__Work to be completed__
Your reply should contain only the line with "[[[37,148],[83,141],[92,103],[51,64],[7,99]]]" and the lines after it through the end of the data, each written out exactly.

Stored data entries:
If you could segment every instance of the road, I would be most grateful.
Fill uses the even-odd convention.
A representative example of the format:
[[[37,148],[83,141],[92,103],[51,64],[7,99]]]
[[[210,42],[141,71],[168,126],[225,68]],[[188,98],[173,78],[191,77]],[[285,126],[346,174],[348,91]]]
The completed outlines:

__Written answer__
[[[37,148],[83,141],[92,103],[51,64],[7,99]]]
[[[210,42],[141,71],[168,126],[225,68]],[[188,98],[173,78],[191,77]],[[285,126],[346,174],[348,91]]]
The completed outlines:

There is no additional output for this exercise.